WHAT IS BEING ASKED: Every entry that follows should be reproduced exactly.

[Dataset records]
====================

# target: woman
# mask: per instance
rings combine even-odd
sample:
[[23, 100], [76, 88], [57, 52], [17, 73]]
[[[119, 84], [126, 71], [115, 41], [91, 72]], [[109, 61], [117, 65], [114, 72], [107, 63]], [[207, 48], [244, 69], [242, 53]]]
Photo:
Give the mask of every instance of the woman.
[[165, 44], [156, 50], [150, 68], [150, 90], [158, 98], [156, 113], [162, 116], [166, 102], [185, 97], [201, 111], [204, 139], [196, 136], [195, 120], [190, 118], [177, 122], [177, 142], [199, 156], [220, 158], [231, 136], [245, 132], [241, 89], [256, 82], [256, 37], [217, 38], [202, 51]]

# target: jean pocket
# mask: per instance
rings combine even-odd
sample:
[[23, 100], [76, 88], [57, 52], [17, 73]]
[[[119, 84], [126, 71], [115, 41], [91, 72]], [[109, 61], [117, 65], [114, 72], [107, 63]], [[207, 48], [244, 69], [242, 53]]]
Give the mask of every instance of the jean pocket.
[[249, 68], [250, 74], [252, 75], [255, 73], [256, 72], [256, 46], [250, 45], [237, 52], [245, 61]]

====================

SOLUTION TO THIS TASK:
# target: woman
# mask: per instance
rings combine even-odd
sample:
[[23, 100], [76, 88], [57, 52], [17, 73]]
[[[119, 84], [126, 71], [115, 41], [91, 72]], [[109, 61], [117, 65], [114, 72], [107, 63]], [[207, 48], [244, 69], [242, 53]]]
Photo:
Give the mask of every instance of the woman.
[[165, 44], [156, 50], [150, 68], [150, 90], [158, 98], [156, 113], [162, 116], [166, 102], [185, 97], [201, 111], [204, 139], [196, 136], [195, 120], [190, 118], [177, 122], [177, 142], [199, 156], [220, 158], [231, 136], [245, 132], [241, 89], [256, 82], [256, 37], [217, 38], [202, 51]]

# target: jean pocket
# mask: per instance
rings combine even-odd
sample:
[[23, 100], [76, 88], [57, 52], [17, 73]]
[[[119, 84], [126, 71], [115, 41], [91, 72]], [[109, 61], [117, 65], [114, 72], [107, 63]], [[207, 48], [244, 69], [242, 53]]]
Give the mask of every instance of the jean pocket.
[[249, 68], [250, 74], [252, 75], [255, 73], [256, 72], [256, 46], [250, 45], [237, 52], [245, 61]]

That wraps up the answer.